**Passage shown:**
--- --- ---

The Intellectual Situation
Happiness: A History
A Diary
A history of happiness is a funny thing, since, for a long time, happiness was viewed as merely the absence of history. No one lived for happiness the way we do today. In an individual life, it would have been a lack of catastrophic events. As the goal of an era, or civilization, it would have meant stasis, absolutely nothing happening. If you did hit the blank-time jackpot of happiness, the best thing to do was drop dead.
Then came modernity. “Periods of happiness are blank pages in history,” Hegel declared—summarizing the ancient view—and proceeded to spill ink all over them. The more optimistic savants of the era began writing happiness directly into history, into life. They made happiness the goal of civilization, and of the individual living in civilization. The young Saint-Just was probably exaggerating for rhetorical effect when he declared, in 1792, “Happiness is a new idea in Europe.” But he wasn’t wrong. He should have looked across the ocean, too. From the American and French Revolutions forward, engineers of happiness came into firm control. Ideas like “the pursuit of happiness” and the “greatest happiness for the greatest number” migrated from the academies and drawing rooms of 18th-century thinkers to the Continental Congress and the National Assembly. While cheerful Bentham doodled plans for his perfect prison, gloomy Carlyle recognized utility and its pleasures as the “idols of the age.”

--- --- ---

**Information shown:**
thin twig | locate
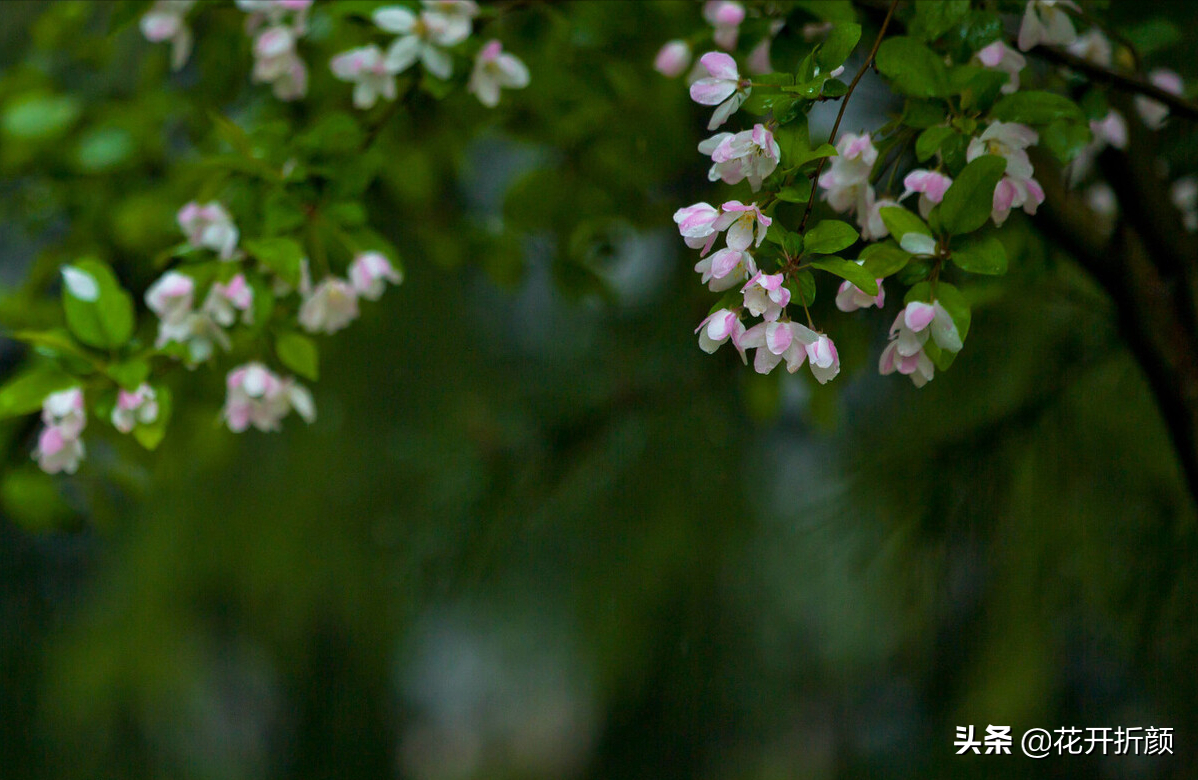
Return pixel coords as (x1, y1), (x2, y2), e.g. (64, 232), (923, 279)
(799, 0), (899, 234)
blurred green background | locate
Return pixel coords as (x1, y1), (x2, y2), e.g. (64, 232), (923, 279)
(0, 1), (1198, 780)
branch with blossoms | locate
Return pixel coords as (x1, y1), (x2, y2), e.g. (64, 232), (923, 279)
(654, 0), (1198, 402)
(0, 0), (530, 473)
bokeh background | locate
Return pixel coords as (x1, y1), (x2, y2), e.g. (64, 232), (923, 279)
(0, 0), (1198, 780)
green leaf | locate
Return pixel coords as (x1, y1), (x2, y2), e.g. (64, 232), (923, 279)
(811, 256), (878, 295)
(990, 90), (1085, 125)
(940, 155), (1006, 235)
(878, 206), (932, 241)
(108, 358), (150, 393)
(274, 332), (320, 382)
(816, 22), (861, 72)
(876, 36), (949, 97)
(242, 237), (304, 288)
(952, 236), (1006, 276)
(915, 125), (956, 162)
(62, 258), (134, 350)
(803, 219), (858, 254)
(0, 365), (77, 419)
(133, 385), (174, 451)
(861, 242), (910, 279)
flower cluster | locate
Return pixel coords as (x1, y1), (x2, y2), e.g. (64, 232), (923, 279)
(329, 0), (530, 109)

--- --- ---

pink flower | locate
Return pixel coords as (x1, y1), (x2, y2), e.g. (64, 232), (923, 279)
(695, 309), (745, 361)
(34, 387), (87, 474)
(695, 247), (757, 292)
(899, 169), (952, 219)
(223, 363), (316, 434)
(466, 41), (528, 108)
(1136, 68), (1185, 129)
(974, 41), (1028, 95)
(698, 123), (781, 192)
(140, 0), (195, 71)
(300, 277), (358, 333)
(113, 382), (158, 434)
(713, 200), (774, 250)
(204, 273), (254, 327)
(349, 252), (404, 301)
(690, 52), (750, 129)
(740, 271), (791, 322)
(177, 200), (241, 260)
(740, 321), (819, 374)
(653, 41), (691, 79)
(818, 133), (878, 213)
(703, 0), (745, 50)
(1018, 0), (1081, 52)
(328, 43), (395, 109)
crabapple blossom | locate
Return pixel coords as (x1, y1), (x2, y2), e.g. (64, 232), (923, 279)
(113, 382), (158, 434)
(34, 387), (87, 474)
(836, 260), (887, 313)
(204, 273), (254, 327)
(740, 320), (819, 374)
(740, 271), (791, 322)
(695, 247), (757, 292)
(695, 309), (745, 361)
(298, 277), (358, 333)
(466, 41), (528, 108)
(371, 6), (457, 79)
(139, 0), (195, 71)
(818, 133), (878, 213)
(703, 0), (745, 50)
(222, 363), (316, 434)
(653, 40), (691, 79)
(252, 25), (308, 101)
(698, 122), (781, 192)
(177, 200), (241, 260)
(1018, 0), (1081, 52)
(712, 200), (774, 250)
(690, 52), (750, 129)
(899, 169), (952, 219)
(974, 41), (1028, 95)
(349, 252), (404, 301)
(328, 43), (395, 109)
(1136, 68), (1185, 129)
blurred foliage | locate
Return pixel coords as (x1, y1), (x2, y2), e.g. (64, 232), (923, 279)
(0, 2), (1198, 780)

--- --- ---

**Task directions:**
Set down everything in the text on the history of happiness from "The Intellectual Situation" down to "was drop dead.", keeping every word as it appears.

**Task answer:**
The Intellectual Situation
Happiness: A History
A Diary
A history of happiness is a funny thing, since, for a long time, happiness was viewed as merely the absence of history. No one lived for happiness the way we do today. In an individual life, it would have been a lack of catastrophic events. As the goal of an era, or civilization, it would have meant stasis, absolutely nothing happening. If you did hit the blank-time jackpot of happiness, the best thing to do was drop dead.